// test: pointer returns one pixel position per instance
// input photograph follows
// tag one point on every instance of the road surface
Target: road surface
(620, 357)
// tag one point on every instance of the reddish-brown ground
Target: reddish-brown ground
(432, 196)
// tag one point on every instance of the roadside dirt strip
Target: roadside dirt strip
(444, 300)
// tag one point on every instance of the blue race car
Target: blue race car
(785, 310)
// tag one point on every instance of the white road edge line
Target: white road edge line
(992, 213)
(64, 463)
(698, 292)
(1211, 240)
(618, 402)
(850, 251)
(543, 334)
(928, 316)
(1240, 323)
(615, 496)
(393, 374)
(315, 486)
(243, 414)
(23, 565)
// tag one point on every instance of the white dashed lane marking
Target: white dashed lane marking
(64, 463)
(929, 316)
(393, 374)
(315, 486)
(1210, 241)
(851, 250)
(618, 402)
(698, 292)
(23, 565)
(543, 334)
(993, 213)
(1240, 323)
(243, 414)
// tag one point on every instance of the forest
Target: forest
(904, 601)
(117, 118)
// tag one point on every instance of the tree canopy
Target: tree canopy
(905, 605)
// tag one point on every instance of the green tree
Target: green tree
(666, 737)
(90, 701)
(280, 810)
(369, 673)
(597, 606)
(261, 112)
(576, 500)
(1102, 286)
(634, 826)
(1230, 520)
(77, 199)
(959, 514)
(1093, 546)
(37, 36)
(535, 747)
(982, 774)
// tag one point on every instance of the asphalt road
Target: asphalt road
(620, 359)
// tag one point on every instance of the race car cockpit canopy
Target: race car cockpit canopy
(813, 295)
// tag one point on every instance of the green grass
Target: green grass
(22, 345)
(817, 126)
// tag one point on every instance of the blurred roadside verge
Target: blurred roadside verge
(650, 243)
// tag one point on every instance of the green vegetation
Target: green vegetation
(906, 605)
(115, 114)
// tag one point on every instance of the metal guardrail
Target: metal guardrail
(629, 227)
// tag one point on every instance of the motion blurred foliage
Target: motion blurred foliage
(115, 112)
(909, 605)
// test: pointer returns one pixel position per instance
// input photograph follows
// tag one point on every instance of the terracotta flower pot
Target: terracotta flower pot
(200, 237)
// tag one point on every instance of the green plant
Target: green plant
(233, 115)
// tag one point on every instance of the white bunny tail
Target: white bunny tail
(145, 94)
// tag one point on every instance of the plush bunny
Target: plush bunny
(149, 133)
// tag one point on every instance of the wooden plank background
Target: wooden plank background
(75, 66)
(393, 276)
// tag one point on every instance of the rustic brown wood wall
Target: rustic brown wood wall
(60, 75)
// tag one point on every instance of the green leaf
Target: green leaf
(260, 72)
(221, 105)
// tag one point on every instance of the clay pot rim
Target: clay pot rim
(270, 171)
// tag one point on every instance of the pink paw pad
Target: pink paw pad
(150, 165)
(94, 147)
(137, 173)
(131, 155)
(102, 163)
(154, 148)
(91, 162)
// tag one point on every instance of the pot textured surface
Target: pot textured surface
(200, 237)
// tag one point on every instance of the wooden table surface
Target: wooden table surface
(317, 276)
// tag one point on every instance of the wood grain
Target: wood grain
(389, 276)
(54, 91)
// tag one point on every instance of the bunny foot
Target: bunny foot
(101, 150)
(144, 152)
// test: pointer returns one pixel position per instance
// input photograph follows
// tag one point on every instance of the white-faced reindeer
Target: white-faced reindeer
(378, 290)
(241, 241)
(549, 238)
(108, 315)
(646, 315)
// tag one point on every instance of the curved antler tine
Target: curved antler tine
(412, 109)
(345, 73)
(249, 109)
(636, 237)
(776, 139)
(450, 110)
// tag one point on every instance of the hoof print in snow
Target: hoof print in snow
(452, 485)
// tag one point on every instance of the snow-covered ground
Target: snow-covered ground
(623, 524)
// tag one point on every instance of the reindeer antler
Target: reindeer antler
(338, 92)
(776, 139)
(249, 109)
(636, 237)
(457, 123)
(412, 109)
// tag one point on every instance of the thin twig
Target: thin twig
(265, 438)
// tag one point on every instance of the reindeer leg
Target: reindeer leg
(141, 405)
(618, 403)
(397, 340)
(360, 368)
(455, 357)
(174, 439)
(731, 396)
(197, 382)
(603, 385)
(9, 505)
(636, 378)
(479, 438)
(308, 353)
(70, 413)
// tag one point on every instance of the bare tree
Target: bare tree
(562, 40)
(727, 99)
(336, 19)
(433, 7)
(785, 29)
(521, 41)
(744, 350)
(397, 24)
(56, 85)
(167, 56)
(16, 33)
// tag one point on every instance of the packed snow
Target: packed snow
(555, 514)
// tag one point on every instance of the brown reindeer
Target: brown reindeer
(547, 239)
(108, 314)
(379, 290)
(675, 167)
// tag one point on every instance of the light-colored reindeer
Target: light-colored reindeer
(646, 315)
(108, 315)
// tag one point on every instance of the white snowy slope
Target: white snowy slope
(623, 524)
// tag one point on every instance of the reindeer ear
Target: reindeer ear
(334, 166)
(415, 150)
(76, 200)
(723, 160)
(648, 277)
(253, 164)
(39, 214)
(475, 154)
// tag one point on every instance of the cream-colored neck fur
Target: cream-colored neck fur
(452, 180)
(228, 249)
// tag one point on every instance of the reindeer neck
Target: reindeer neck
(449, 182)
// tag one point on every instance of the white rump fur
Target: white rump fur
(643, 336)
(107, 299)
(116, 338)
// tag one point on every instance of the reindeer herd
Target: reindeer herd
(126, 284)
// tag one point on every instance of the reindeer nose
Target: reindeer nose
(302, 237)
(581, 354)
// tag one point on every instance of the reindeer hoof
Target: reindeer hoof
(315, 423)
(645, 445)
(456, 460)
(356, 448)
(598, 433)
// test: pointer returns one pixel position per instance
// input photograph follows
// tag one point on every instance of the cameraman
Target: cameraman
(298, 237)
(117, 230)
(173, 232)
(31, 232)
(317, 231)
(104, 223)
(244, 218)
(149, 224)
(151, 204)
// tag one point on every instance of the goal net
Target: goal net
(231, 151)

-.-.-

**What the exercise asks**
Give back exactly the lines running from the line containing "the cream-colored neck fur" through the end of the material above, both included, and nothing beyond them.

**Problem solution**
// tag one point on every instance of the cream-colored neck fur
Target: cream-colored neck fur
(452, 180)
(228, 249)
// tag one point on every instance of the reindeer neck
Target: reindeer neck
(449, 182)
// tag one point on every instance of the white rump fur
Target: white rump fur
(643, 336)
(107, 299)
(116, 338)
// tag one point on every instance of the reindeer herd
Target: reindeer herd
(126, 284)
// tag one point on every instance of the reindeer nose
Target: reindeer nose
(302, 237)
(581, 354)
// tag one point on every instance of the reindeer hoof
Target: reindeer hoof
(315, 423)
(645, 445)
(456, 460)
(356, 448)
(598, 433)
// test: pointer returns one pixel position per instance
// input photograph follows
// tag one point on every instance of the cameraman
Target: cameraman
(298, 237)
(117, 230)
(173, 232)
(31, 232)
(317, 231)
(104, 223)
(244, 218)
(149, 224)
(151, 204)
// tag one point on every instance of the goal net
Target: goal net
(231, 151)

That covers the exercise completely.